## [EXERCISE PROMPT]
In the lines below, find the one that contains "Phrase: desk" and write it out exactly, along with every line that follows it.

## [Records from a data collection]
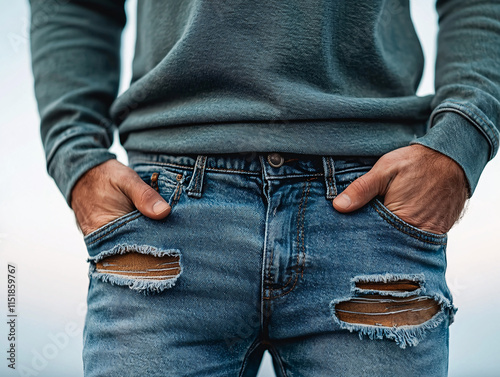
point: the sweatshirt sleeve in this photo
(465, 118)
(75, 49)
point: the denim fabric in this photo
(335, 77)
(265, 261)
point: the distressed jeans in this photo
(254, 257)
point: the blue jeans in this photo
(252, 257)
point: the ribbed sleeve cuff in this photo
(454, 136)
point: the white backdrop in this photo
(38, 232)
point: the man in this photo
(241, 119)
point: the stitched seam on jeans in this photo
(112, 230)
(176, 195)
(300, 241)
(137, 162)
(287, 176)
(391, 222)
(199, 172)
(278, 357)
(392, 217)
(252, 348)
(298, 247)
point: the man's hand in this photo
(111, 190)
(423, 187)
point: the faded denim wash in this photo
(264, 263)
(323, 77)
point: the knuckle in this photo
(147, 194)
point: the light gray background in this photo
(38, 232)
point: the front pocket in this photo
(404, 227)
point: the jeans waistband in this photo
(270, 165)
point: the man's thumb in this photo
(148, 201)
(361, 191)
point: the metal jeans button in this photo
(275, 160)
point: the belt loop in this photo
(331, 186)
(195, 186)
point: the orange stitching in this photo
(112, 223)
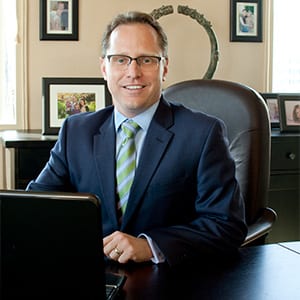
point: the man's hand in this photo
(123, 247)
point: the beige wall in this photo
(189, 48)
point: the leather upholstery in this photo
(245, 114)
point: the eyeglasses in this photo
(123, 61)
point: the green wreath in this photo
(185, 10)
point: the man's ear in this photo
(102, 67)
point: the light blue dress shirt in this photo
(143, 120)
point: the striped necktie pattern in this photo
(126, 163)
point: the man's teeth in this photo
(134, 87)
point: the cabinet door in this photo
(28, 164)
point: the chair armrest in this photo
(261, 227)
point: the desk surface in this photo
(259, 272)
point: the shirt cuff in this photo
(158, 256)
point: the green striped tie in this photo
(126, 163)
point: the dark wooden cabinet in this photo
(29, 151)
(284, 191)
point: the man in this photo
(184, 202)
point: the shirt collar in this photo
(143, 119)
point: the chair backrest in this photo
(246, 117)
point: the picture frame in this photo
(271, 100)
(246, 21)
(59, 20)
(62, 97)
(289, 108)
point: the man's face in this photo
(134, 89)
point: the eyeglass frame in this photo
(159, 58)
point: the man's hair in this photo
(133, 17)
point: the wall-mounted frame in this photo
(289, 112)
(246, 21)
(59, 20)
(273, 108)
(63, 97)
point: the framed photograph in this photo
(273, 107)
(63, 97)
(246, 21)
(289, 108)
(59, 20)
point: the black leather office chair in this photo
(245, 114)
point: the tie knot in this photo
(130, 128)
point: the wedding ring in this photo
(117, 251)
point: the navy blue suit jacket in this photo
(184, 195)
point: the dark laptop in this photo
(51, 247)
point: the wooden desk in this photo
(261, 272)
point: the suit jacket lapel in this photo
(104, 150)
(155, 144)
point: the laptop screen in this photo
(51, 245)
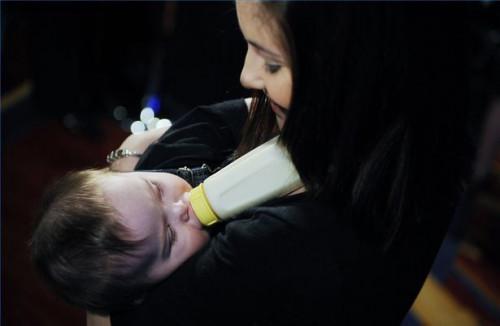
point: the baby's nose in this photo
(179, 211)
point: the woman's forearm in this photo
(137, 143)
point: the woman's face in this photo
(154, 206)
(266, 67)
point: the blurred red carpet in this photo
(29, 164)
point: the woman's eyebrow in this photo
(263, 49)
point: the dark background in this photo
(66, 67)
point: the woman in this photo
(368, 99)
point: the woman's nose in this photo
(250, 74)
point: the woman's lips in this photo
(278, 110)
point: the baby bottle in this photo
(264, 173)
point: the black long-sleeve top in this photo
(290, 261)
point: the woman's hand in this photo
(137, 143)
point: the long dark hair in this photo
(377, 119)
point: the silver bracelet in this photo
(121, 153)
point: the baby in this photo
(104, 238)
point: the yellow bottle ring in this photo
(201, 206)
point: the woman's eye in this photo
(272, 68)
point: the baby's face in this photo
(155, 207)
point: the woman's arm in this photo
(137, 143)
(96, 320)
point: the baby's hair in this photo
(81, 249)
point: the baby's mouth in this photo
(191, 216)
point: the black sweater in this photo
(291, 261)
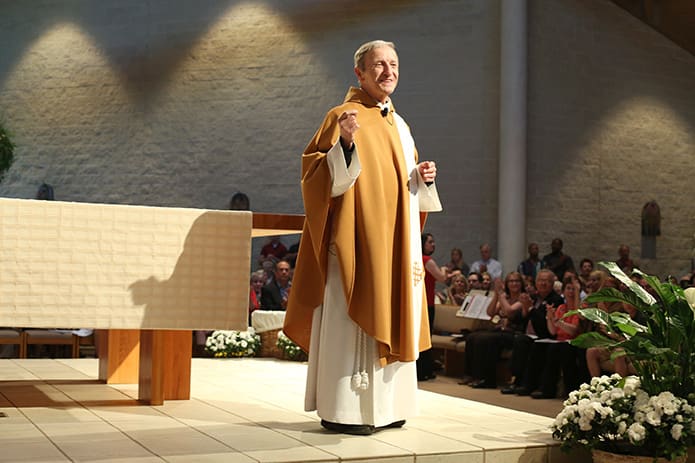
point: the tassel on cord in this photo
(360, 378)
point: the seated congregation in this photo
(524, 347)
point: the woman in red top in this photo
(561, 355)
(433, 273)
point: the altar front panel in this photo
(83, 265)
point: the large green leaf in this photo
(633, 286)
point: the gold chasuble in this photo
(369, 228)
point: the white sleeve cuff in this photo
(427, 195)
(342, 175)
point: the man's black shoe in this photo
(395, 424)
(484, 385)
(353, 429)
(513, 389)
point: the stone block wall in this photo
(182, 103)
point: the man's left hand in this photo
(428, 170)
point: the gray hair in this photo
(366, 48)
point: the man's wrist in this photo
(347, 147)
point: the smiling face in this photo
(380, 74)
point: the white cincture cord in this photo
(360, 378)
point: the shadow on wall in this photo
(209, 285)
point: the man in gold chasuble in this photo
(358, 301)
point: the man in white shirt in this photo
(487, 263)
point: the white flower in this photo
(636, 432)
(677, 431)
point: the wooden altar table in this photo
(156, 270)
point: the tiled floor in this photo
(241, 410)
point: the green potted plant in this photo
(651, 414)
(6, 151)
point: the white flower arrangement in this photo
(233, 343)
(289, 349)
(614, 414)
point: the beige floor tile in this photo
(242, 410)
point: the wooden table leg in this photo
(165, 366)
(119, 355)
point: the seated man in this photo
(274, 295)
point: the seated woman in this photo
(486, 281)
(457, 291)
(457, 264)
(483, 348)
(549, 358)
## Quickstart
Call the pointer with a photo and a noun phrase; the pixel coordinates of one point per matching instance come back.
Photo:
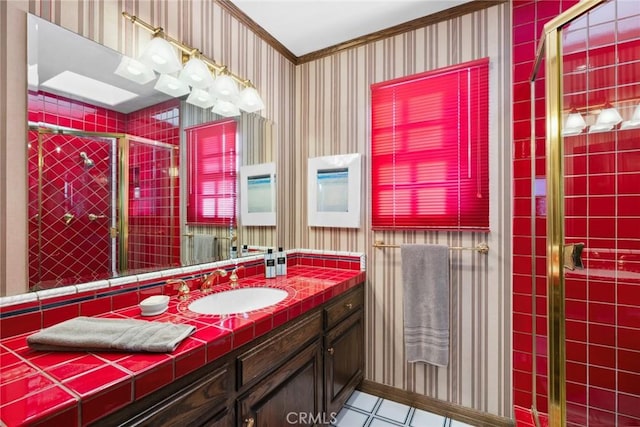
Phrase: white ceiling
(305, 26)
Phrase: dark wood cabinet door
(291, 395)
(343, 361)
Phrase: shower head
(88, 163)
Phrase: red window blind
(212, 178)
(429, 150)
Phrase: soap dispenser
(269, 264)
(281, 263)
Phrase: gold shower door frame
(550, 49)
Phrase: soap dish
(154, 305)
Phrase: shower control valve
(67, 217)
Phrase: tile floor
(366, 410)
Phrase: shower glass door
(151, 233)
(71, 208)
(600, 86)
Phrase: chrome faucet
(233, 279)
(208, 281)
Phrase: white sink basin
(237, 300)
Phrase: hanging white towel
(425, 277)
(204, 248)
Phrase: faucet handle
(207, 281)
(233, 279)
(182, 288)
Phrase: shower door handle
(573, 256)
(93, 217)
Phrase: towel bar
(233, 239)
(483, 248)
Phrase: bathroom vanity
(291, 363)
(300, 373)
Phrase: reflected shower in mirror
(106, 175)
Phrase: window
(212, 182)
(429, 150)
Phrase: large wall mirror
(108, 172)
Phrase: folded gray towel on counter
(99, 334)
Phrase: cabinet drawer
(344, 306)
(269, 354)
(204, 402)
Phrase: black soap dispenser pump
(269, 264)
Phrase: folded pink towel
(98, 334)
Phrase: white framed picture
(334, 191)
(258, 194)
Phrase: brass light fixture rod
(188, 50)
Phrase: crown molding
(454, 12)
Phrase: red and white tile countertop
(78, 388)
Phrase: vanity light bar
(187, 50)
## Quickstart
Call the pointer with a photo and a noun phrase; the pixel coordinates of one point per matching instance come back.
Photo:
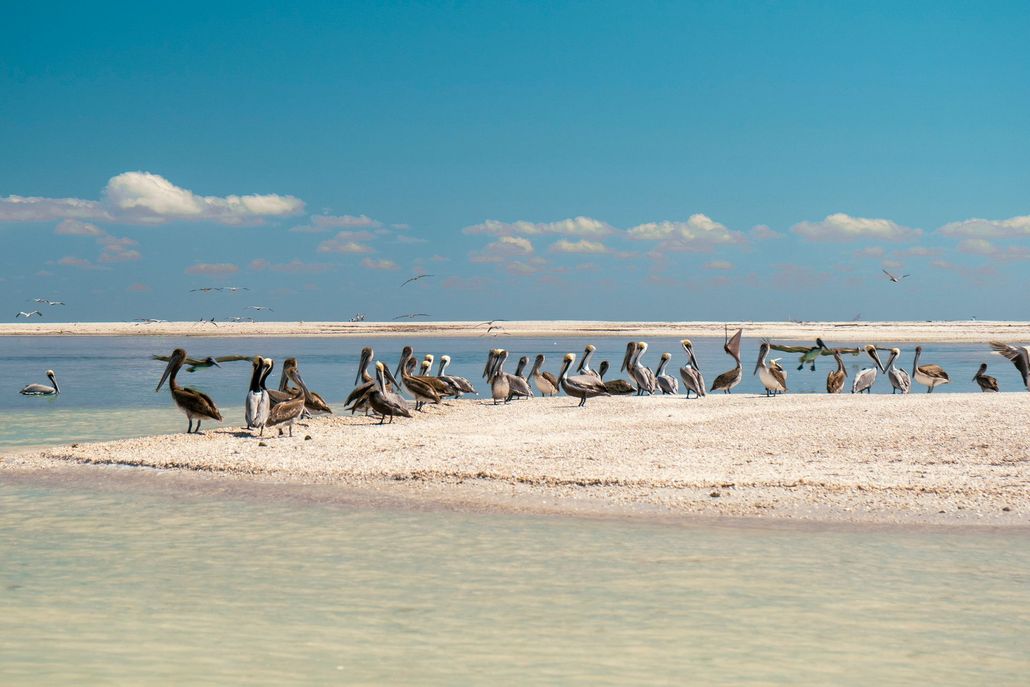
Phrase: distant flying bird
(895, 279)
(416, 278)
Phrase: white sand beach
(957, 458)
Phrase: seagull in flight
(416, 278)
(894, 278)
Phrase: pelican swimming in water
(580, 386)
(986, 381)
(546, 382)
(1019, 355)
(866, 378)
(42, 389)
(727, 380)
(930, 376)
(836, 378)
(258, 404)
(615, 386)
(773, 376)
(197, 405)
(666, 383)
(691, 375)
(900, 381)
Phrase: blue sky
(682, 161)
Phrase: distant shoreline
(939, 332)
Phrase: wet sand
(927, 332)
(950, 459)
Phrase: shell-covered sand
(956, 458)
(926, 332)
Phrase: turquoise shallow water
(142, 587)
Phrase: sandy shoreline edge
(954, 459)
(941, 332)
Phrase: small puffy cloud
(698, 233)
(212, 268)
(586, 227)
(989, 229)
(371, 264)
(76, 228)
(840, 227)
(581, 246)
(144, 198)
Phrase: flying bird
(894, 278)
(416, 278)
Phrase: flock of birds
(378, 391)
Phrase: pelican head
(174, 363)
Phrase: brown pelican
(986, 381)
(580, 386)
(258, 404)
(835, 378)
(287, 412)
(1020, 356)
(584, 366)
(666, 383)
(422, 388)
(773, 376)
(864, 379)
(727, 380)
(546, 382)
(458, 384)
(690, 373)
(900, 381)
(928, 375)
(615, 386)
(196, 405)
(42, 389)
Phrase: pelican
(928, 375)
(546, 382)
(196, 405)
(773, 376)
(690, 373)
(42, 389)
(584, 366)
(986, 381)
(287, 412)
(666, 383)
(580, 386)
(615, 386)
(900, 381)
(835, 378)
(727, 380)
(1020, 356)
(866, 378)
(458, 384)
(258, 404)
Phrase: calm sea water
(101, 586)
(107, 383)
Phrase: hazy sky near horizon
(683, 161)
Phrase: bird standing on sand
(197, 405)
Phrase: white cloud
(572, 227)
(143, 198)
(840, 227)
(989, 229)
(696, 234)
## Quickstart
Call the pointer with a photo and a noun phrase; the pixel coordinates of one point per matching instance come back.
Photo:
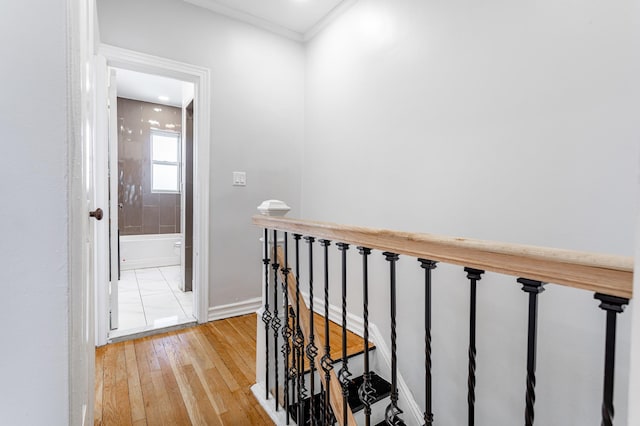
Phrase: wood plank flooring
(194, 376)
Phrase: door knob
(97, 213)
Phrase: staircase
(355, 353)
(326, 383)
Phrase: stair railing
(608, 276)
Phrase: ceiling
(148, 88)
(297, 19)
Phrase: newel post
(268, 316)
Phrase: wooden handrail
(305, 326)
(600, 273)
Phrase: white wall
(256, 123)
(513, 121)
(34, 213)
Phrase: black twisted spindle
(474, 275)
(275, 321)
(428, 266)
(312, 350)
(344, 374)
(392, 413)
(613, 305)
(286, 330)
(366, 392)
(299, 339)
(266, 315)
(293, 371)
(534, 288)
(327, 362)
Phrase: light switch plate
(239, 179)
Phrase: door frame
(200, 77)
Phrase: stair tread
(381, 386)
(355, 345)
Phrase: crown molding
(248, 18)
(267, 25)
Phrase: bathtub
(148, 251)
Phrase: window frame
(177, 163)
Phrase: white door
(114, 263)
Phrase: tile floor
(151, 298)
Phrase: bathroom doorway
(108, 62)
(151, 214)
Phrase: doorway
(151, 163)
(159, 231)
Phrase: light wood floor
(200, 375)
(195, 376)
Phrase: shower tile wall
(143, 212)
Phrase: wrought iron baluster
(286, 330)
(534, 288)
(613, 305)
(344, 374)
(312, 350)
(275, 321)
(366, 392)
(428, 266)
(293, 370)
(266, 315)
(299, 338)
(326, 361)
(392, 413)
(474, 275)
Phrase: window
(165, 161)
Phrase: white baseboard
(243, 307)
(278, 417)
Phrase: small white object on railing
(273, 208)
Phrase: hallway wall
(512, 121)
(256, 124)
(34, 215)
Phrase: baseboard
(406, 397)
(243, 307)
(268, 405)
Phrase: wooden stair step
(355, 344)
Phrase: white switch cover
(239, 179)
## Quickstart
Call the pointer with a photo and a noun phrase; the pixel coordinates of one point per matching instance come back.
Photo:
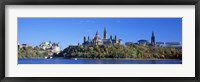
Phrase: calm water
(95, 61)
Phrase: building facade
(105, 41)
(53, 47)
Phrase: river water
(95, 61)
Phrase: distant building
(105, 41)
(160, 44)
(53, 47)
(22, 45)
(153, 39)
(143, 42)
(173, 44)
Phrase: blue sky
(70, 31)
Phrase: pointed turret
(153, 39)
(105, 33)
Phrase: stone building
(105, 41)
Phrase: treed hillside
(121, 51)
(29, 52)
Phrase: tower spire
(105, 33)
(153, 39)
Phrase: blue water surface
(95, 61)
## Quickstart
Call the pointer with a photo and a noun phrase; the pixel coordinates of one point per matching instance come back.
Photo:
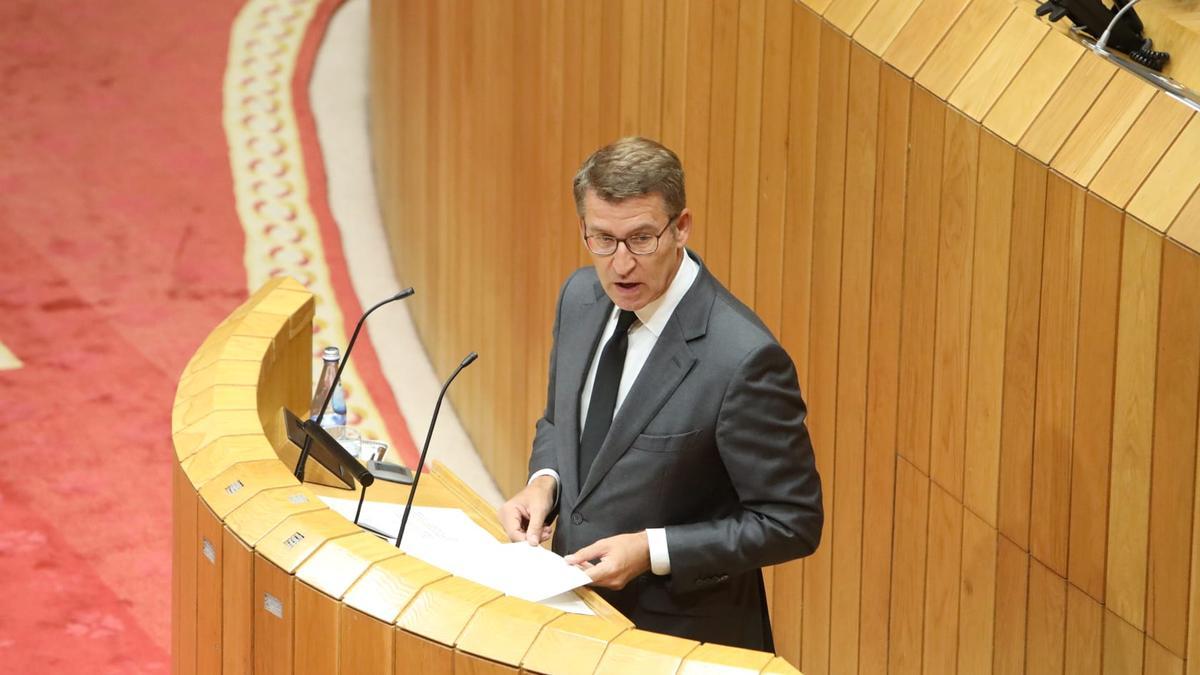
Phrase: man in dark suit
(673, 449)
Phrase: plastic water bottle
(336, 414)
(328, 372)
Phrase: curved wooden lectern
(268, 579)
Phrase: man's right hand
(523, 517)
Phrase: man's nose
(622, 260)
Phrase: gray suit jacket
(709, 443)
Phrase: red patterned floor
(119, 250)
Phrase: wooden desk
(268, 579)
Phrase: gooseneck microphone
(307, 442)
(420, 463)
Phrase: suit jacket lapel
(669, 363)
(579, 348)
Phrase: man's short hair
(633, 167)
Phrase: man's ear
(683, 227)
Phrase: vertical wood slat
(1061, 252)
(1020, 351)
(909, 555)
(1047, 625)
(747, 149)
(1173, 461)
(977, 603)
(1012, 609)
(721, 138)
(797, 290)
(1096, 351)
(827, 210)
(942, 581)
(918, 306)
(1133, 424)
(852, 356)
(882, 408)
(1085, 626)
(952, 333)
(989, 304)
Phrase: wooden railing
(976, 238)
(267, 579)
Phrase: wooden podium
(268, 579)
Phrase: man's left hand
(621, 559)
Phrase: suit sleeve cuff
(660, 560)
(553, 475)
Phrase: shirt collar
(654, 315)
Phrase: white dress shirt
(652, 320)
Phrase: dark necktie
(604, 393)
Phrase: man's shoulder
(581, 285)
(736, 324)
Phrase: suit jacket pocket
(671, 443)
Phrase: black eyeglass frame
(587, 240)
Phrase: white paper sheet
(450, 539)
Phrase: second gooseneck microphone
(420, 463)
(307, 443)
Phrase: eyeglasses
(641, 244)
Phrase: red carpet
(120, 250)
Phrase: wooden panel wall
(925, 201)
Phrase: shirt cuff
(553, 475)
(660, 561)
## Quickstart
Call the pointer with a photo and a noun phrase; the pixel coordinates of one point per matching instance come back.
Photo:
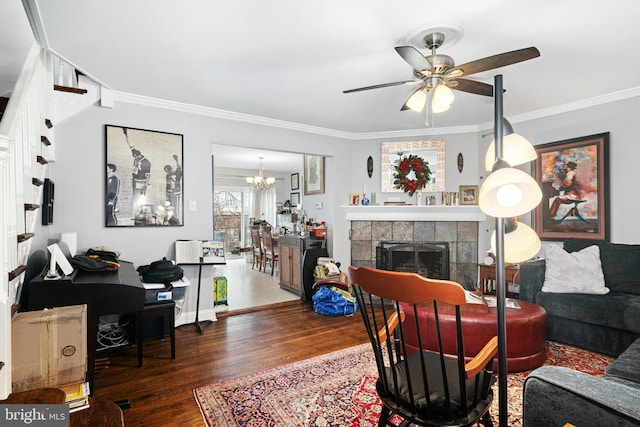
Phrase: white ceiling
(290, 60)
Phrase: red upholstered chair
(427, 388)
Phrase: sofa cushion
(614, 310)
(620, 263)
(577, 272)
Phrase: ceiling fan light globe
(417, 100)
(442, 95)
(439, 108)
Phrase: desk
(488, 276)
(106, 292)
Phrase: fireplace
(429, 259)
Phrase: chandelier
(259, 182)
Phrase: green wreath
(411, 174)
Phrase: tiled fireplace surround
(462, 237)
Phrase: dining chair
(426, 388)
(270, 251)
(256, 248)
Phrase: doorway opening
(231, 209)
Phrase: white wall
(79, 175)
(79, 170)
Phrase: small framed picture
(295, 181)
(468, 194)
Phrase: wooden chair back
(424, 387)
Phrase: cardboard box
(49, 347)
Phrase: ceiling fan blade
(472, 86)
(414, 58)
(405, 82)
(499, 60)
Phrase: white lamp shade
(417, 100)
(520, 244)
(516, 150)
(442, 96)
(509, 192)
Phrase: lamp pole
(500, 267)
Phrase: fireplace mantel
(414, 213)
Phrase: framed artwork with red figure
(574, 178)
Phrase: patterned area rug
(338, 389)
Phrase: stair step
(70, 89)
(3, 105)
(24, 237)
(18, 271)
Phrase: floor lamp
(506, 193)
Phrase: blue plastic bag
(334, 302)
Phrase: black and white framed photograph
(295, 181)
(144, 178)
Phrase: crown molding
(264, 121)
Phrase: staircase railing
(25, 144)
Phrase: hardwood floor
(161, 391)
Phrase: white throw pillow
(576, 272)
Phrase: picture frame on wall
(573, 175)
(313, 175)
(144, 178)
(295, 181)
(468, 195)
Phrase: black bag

## [EXERCISE ANSWER]
Phrase: desk
(488, 276)
(106, 292)
Phrase: fireplace
(429, 259)
Phrase: chandelier
(259, 182)
Phrase: green wreath
(411, 174)
Phrase: tiled fireplace surround
(462, 237)
Phrase: dining chair
(426, 388)
(270, 251)
(256, 248)
Phrase: doorway opening
(231, 209)
Phrase: white wall
(79, 175)
(79, 170)
Phrase: small framed picture
(295, 181)
(468, 194)
Phrase: wooden chair back
(424, 387)
Phrase: cardboard box
(49, 347)
Phrase: ceiling fan blade
(472, 86)
(414, 58)
(405, 82)
(499, 60)
Phrase: white lamp shade
(417, 100)
(520, 244)
(516, 150)
(442, 96)
(509, 192)
Phrase: lamp pole
(500, 267)
Phrase: fireplace mantel
(414, 213)
Phrase: framed artwork with red figure
(574, 178)
Phrase: patterned area rug
(338, 389)
Phrase: stair step
(70, 89)
(3, 105)
(24, 237)
(18, 271)
Phrase: floor lamp
(506, 193)
Phrase: blue plastic bag
(334, 302)
Phrase: black and white framed photograph
(295, 181)
(144, 178)
Phrase: crown molding
(264, 121)
Phrase: staircase railing
(25, 144)
Phrase: hardwood floor
(161, 391)
Phrase: white throw pillow
(576, 272)
Phrase: picture frame on wall
(573, 175)
(313, 175)
(144, 178)
(295, 181)
(468, 195)
Phrase: black bag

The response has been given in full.